◆ DESCRIPTION OF THE TASK: Return each line of the entries below that contains the word "this".

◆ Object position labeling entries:
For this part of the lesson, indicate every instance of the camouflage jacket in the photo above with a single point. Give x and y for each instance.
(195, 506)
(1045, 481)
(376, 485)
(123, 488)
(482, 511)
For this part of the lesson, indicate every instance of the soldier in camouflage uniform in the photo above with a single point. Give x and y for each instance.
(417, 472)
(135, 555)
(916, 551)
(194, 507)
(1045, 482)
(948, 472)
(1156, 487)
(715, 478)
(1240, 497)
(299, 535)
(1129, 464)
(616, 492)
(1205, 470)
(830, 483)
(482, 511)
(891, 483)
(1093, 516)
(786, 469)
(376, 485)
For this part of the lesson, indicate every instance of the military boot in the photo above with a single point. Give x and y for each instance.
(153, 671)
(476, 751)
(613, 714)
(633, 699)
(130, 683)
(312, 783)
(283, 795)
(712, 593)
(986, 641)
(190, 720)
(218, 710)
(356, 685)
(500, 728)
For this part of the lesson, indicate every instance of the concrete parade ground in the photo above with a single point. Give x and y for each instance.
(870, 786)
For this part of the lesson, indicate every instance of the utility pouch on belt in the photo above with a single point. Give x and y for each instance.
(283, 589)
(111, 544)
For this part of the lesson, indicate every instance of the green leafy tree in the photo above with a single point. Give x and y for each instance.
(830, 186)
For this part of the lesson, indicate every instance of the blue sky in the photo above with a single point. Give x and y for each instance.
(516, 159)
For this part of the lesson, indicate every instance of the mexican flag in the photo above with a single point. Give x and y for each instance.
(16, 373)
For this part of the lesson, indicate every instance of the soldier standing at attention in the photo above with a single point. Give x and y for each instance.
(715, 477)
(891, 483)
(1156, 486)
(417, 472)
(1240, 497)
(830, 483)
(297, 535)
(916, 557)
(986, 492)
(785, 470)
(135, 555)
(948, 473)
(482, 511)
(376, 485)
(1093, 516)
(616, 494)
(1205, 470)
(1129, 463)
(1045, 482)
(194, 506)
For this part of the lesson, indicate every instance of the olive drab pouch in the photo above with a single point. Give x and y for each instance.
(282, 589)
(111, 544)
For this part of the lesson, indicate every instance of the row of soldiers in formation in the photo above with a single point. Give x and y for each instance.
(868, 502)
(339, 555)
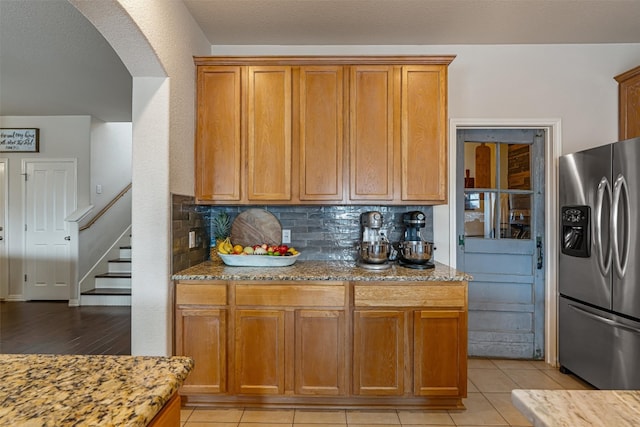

◆ CORRECT ANSWER:
For this part of the lesson, indicate every instance of the camouflage jacket in the photo above with a single point. Give x and y for each instance.
For this part of the lesson, indicate every instance of the soldier in camouflage uniform in the photo above with a single point. Give x and y for each instance.
For this part of the lesson, indicate every instance of the military boot in the photo above with a single point. Give x and y for each instance.
For this part of the lesson, indicate every instance of the concrete parade ground in the photo above with a single point. Give x and y for each instance.
For this part of the lesson, indicate every instance of the utility pouch on belt in the photo above with a single point. Give x and y for each instance.
For this part of the lesson, indicate every instance of the green leafy tree in the photo above with a single point. Give x and y for each instance.
For this part of the lesson, indicate every instance of the blue sky in the photo above with a single point. Give x and y for each instance.
For this part of the lesson, indicate every instance of the mexican flag in the photo above with a single point. Give x and y for each instance.
For this part of the lesson, indicate every instance of the soldier standing at attention in the photo above with a single point. Give x and y for each instance.
For this part of the lesson, indicate every instance of the olive drab pouch in the photo above with a single point. Give x and y for each instance.
For this part of the lesson, indicate every instance of the row of soldiers in formation in the photo above with a single point. Give x and y for each instance.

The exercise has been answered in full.